Copy the lines of the items below verbatim, starting at the line that contains "Target: light wood floor" and ending with the last line of the items.

(Point-based annotation data)
● ● ●

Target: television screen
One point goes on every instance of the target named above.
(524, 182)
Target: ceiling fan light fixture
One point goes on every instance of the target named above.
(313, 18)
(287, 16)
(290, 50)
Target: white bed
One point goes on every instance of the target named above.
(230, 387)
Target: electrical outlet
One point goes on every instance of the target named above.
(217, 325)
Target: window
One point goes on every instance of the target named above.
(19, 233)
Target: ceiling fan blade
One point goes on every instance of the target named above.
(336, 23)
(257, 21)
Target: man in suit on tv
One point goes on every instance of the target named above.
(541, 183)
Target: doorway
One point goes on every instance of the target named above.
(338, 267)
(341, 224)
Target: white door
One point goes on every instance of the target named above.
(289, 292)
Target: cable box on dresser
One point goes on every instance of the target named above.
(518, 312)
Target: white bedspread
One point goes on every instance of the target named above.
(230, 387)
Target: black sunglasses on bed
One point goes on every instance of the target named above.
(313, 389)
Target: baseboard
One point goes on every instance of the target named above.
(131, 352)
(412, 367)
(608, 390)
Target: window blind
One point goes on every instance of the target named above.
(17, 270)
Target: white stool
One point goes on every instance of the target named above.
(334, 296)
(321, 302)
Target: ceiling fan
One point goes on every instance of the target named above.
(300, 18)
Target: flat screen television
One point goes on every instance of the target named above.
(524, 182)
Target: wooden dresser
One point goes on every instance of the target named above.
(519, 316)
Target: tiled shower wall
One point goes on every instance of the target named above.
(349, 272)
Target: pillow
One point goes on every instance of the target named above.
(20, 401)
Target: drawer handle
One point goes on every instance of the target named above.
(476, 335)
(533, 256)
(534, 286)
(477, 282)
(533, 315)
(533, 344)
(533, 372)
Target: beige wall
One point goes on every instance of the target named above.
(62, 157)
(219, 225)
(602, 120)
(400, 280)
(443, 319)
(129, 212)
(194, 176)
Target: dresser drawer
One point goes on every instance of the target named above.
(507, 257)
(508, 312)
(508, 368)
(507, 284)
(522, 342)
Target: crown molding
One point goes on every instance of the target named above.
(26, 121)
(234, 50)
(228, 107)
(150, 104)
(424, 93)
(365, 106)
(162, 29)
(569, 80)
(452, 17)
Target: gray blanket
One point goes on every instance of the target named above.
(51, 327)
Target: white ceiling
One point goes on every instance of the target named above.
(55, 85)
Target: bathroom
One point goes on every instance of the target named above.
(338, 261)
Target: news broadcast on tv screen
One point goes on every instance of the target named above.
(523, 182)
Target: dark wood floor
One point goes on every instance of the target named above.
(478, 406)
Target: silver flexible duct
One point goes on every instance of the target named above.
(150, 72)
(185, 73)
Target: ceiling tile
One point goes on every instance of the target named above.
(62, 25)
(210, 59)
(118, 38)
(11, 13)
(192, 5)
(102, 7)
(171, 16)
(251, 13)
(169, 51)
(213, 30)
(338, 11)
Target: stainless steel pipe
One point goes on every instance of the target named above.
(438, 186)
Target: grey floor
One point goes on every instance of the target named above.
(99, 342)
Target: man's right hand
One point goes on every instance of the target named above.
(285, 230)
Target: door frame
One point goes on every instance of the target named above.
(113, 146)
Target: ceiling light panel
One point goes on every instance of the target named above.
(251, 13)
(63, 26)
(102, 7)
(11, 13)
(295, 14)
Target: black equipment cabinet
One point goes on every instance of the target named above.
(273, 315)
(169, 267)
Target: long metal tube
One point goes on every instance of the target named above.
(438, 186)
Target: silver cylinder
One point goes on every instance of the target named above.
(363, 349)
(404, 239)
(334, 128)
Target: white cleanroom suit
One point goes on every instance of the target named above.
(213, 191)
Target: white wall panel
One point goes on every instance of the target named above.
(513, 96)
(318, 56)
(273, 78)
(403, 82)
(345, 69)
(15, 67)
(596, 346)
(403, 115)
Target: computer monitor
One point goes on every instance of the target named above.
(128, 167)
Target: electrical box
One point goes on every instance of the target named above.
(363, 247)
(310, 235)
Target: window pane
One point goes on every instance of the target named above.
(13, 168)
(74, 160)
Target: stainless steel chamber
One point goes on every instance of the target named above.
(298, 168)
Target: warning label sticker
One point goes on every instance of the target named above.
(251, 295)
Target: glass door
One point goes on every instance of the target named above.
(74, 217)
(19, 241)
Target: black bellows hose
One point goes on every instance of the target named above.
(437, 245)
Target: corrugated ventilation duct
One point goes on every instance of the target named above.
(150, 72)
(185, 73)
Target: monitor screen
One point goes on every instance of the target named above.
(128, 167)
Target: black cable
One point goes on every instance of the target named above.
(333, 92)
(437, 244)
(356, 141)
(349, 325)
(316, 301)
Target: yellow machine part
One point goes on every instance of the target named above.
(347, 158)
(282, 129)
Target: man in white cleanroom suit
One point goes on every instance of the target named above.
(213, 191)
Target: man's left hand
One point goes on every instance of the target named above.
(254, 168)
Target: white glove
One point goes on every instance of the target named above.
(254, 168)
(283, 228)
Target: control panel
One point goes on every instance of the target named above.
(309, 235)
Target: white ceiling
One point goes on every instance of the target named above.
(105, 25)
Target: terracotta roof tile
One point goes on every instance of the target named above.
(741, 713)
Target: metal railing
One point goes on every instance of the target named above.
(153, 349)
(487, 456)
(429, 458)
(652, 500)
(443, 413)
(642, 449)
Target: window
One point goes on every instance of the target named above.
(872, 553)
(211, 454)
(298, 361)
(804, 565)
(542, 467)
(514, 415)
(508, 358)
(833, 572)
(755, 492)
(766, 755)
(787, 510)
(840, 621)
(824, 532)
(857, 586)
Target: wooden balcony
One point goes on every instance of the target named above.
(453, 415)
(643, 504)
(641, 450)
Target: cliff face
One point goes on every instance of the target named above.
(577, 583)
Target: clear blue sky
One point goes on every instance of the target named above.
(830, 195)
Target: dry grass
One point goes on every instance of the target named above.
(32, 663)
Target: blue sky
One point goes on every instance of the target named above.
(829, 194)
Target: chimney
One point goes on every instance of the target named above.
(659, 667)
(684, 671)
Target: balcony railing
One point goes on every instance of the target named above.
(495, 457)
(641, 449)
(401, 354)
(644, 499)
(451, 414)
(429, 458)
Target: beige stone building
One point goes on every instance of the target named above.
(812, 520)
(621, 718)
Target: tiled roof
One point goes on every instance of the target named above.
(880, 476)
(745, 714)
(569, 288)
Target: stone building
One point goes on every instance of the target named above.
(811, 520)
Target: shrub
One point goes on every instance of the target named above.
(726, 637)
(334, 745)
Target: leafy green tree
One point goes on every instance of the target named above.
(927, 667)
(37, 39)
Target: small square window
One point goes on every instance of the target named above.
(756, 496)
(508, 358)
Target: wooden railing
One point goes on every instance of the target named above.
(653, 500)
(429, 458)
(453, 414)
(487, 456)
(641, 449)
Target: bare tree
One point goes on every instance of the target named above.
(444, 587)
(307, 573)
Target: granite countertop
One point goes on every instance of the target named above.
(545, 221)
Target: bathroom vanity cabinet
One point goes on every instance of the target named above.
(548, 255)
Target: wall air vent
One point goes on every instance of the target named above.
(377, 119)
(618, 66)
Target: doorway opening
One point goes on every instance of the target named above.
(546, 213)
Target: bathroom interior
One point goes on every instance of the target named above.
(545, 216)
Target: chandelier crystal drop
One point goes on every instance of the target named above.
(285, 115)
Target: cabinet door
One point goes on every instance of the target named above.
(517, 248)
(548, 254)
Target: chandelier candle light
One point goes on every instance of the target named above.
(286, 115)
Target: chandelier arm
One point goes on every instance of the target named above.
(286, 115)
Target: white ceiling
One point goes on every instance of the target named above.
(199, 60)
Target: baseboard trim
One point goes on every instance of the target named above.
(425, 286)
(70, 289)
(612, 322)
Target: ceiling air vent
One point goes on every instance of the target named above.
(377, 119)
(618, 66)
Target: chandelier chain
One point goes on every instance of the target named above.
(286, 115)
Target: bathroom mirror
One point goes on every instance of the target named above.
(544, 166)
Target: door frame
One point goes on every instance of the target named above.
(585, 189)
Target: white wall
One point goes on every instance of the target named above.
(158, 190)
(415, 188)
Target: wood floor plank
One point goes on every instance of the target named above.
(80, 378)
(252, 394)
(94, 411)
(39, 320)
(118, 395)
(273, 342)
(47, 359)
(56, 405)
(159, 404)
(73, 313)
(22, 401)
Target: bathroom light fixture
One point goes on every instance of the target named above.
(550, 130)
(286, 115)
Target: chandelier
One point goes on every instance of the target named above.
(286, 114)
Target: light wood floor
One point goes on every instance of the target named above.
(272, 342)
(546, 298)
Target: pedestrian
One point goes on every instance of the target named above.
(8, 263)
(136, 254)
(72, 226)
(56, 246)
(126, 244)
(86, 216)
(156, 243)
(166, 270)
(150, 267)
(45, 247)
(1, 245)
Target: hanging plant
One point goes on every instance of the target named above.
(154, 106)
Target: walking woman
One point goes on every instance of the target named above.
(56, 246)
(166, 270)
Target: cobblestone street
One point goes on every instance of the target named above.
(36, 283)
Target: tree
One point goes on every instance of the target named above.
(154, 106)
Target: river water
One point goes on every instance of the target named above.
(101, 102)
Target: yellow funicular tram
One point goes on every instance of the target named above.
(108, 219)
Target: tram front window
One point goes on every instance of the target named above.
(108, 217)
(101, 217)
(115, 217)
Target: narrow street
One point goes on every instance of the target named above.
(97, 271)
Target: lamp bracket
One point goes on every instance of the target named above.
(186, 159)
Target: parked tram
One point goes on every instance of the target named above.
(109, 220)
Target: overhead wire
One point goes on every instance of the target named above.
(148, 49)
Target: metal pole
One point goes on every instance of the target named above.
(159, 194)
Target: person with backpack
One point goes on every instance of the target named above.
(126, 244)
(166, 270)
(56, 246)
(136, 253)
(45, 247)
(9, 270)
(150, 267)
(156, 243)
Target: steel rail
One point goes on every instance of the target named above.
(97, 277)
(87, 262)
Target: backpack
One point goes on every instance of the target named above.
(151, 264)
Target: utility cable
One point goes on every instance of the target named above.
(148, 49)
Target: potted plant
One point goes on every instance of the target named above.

● ● ●

Problem solution ->
Target: light wood floor
One point goes on every instance of the target named above.
(272, 342)
(546, 298)
Target: pedestrian
One point goes on every instance of the target named above.
(8, 263)
(136, 254)
(72, 226)
(56, 246)
(126, 244)
(86, 216)
(156, 243)
(166, 270)
(150, 267)
(45, 247)
(1, 245)
Target: hanging plant
One point goes on every instance of the target named above.
(154, 106)
Target: walking woman
One point goes on every instance of the target named above.
(56, 246)
(166, 270)
Target: cobblestone street
One point goes on every instance of the target named above.
(36, 283)
Target: tree
One point goes on every instance of the target named above.
(154, 106)
Target: river water
One point goes on every instance of the target named above.
(101, 102)
Target: yellow funicular tram
One point goes on every instance of the target named above.
(108, 219)
Target: tram front window
One point goes on every instance of the target named above.
(108, 217)
(101, 217)
(115, 217)
Target: narrow street
One point goes on every instance of the target named above.
(97, 271)
Target: lamp bracket
One point goes on every instance of the target named above.
(186, 159)
Target: parked tram
One point goes on every instance of the target named above.
(109, 220)
Target: overhead wire
One point goes on every instance of the target named above.
(148, 49)
Target: metal pole
One point goes on every instance of the target named above.
(159, 194)
Target: person with backpack
One point goes on every instance of the target named above.
(126, 244)
(166, 270)
(56, 246)
(136, 253)
(45, 247)
(9, 270)
(150, 267)
(156, 243)
Target: steel rail
One point goes on every instance of the target named above.
(97, 277)
(87, 262)
Target: backpack
One point goes on every instance of the target named above.
(151, 264)
Target: utility cable
One point goes on every instance of the target named above.
(148, 49)
Target: potted plant
One point goes on every instance of the target named above.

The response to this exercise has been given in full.